CONSIGNES →
(1) Relevez les types d'attributs cités entre parenthèses dans le texte sur le racisme.
(2) Donnez la suite du texte sur le racisme, en reprenant après sa dernière phrase.

Le pape. 25 09 2009, Brno.

Une plaie qui existe depuis que le monde est monde est le racisme que l’on peut définir selon l’encyclopédie Wikipédia en écrivant que « le racisme est une idéologie consistant à hiérarchiser des groupes naturels humains, désignés souvent sous le terme de « races », à partir d’attributs naturels, visibles ou non (physiques, psychiques, culturels, etc.) des caractéristiques morales ou intellectuelles s’appliquant à l’ensemble de ce groupe. Cette idéologie peut entraîner une attitude d’hostilité systématique à l’égard d’une catégorie déterminée de personnes. Ces actes d’hostilité se traduisent par la discrimination, une forme de xénophobie ou d’ethnocentrisme ».

LISTE DES ENTRÉES →

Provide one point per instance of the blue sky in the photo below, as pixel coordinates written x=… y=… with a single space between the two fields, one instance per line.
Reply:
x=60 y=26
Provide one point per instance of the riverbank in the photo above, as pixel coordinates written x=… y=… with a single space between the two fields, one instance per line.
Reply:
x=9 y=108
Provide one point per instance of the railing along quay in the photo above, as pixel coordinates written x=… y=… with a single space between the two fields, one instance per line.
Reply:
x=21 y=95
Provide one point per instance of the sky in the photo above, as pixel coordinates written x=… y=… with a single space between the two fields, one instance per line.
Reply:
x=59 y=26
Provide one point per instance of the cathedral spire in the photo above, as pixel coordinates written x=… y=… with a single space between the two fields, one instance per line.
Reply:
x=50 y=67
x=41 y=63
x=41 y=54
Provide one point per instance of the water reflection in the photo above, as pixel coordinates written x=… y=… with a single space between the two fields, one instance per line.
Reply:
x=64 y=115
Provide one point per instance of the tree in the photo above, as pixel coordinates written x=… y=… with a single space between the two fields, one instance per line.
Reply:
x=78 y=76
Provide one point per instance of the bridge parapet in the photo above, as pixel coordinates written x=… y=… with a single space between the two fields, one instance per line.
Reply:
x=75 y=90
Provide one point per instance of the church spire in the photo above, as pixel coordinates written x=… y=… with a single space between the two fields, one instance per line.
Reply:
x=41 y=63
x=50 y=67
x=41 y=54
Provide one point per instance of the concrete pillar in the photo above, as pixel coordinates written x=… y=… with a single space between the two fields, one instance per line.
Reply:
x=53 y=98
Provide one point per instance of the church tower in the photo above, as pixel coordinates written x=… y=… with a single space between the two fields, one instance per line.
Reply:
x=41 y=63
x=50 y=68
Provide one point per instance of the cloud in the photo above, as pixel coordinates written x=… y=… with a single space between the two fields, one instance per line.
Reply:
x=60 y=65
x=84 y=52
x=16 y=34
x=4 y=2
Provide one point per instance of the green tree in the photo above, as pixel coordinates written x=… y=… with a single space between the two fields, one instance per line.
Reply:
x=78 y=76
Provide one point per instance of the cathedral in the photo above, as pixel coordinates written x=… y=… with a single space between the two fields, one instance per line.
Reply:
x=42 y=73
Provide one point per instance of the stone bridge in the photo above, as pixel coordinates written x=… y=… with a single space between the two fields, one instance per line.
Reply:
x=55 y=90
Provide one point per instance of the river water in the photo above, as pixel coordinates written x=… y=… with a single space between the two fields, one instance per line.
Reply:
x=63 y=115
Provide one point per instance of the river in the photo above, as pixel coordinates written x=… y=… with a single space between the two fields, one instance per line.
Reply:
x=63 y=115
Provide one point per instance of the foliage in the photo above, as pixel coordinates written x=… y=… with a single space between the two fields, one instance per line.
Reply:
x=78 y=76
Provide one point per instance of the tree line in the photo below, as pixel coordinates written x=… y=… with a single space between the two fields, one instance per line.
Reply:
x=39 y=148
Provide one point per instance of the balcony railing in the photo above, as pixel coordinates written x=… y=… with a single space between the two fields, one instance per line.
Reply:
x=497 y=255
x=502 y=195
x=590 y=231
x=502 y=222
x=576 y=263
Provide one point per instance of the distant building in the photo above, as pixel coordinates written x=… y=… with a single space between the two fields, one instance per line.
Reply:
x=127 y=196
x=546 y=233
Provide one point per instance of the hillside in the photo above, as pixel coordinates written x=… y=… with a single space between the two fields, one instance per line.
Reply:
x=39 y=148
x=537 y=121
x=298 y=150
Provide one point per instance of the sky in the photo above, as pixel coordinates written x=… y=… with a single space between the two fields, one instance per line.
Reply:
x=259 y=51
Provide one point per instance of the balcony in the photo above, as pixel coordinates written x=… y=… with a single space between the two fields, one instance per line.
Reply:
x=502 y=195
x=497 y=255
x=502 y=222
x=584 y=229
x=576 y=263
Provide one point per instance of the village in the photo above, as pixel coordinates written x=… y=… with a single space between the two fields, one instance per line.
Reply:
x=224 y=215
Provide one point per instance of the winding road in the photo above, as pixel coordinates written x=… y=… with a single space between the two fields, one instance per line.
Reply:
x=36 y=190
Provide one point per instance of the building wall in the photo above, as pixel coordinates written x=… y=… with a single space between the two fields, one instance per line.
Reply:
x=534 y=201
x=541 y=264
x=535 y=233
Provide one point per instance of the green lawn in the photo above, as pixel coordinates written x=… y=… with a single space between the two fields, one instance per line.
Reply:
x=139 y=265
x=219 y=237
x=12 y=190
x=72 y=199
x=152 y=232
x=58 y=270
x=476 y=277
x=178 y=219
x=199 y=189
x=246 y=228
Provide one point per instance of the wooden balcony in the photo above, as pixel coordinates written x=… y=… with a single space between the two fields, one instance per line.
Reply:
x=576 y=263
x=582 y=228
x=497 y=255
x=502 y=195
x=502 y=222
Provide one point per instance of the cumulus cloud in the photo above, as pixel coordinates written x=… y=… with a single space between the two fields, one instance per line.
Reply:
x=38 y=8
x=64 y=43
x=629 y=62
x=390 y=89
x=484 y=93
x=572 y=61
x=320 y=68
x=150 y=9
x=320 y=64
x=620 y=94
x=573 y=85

RÉPONSES →
(1) physiques, psychiques, culturels

(2)
Le racisme est pour ainsi dire consubstantiel de la nature humaine ; au nom du racisme il y a eu l’esclavage, il y a eu la traite des Noirs, le code noir, le code de l’indigénat. Nous allons traiter à travers quelques cas comment l’Europe développe, contrairement aux autres peuples et nations, un double discours : celui des droits de l’homme, de l’Habeas Corpus, des droits de l’homme et du citoyen et en même temps dans ce XXIe siècle, elle continue à laisser faire des actes racistes insidieux voire, elle entretient par des mécanismes invisibles, cette barrière invisible qui existait entre le colonisé et le colon, entre le beur, le Noir des anciennes colonies devenu français, mais toujours avec ce plafond de verre qui obère tout leur avenir. S’il est vrai qu’au XIXe siècle les chantres des races supérieures tels que Arthur de Gobineau (De l’inégalité des races) Renan et Joseph Chamberlain en Angleterre entretenaient avec conviction le filon du racisme, Jules Ferry n’est-il pas allé jusqu’à proclamer à l’Assemblée que « les droits de l’homme ne sont pas applicables dans nos colonies ».

« La race des élus »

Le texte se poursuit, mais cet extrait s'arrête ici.